PROVIDED PASSAGE:
□ □ □

Representing the total flow of a damper with ‘n’ parallel orifices using ‘Q’, the relationship between the total pressure drop and the flow rate of the damper can be expressed as

$$\Delta P_{total}=0.1582\rho v^{0.25}{Q}^{1.75}{\left[{({\displaystyle \sum _{i=1}^n\frac{D_i^{1.25}{A}_i^{1.75}}{L_i}})}^{\frac{1}{1.75}}\right]}^{-1.75}sign(\dot{x})$$

(11)

The pressure drop in the connecting piping between chamber I and chamber II can be expressed as

$$\Delta p_{32}=0.1582\frac{L_{tube}}{D_{tube}^{1.25}{A}_{tube}^{1.75}}\rho v^{0.25}{Q}^{1.75}sign(\dot{x})$$

(12)

where $L_{tube}$ is the length of the connecting piping, $D_{tube}$ is the caliber of the connecting piping, $A_{tube}$ is the flow area, $\Delta p_{32}$ is the pressure drop of the connecting piping, and $sign(\dot{x})$ is the signal function.

$$\begin{array}{l}{F}_p=0.1582A_1^{2.75}\rho v^{0.25}{C}_d{\dot{x}}^{1.75}sign(\dot{x})\\ F_p=C_p{\dot{x}}^{1.75}\\ C_p=0.1582A_1^{2.75}\rho v^{0.25}{C}_{d}sign(\dot{x})\end{array}$$

(13)

where C_d is the coefficient of the throttle orifice and F_p is the damping force.

By combining the above equations and simplifying them, we obtain the piston rod force F_d.

□ □ □

WHAT YOU WILL DO:
1 > From the damper passage, list each symbol defined in the sentence containing "is the caliber of the connecting piping" with its meaning.
2 > In the damper passage, what does C_d denote?

RAW RECORDS:
□ □ □

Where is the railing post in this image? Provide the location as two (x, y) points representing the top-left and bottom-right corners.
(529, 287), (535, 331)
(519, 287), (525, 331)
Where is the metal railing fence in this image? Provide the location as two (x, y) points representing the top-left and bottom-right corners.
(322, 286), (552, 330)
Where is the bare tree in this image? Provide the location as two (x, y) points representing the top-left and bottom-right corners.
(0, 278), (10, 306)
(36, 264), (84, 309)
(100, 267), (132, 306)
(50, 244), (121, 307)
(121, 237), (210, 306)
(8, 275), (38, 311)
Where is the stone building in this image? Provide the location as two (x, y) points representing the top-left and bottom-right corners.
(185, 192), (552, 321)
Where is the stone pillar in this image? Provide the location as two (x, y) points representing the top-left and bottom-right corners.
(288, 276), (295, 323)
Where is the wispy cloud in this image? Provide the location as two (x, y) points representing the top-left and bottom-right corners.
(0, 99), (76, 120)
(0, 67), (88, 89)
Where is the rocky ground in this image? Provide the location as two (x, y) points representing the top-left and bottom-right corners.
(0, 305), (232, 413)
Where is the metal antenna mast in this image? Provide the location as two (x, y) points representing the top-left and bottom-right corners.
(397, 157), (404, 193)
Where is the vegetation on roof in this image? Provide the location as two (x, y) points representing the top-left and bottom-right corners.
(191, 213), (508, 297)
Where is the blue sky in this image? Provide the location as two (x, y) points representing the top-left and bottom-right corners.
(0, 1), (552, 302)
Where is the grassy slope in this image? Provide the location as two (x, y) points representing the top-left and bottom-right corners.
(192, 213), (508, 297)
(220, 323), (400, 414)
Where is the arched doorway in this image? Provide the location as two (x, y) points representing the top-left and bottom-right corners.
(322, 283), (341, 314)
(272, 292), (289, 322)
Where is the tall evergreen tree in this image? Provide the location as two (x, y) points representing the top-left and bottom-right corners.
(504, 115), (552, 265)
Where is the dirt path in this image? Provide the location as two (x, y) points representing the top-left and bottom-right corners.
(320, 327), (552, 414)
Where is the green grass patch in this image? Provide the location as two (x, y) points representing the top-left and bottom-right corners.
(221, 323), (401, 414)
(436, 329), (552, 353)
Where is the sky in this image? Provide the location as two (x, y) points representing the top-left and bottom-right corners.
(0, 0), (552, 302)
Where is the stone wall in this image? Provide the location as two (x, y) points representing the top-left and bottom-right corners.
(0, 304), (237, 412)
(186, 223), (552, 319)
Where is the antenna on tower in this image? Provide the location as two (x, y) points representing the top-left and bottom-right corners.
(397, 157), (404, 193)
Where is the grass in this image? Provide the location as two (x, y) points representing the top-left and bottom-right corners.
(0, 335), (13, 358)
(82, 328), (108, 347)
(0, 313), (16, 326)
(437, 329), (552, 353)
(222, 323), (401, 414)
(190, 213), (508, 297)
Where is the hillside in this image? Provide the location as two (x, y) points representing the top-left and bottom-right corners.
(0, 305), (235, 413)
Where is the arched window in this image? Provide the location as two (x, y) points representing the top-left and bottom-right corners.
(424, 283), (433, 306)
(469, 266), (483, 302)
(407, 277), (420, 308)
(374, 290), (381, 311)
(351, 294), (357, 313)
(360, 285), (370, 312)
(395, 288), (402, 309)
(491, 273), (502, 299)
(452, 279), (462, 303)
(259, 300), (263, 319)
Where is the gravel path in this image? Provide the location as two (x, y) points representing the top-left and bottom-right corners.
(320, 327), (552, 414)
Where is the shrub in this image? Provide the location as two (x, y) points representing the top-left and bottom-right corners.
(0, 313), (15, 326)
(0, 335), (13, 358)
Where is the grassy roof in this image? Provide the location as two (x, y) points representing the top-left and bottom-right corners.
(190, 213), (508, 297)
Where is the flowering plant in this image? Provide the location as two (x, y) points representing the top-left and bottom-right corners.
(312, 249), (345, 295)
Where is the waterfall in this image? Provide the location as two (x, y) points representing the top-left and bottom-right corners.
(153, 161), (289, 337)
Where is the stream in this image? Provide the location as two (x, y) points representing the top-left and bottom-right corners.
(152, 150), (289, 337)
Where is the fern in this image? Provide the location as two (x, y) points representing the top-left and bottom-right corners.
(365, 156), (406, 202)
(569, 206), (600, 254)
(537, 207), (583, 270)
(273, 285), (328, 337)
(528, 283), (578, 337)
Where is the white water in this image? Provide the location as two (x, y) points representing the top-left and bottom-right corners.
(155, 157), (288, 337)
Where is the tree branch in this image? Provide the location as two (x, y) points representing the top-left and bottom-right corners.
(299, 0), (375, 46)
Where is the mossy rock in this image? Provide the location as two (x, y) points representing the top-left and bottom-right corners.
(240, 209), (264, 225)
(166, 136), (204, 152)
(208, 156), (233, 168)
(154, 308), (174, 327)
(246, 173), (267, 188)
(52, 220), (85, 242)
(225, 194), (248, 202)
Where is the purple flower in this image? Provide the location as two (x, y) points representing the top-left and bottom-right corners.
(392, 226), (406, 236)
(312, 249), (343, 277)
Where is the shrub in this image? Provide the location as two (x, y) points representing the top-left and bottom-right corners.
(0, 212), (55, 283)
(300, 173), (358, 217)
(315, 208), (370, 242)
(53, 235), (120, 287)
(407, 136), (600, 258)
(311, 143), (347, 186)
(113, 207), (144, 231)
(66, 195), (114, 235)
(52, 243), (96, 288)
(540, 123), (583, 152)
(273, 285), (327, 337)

□ □ □

WRITTEN RESPONSES:
1 >
- L_tube: the length of the connecting piping
- D_tube: the caliber of the connecting piping
- A_tube: the flow area
- Δp_32: the pressure drop of the connecting piping
- sign(ẋ): the signal function

2 > C_d is the coefficient of the throttle orifice.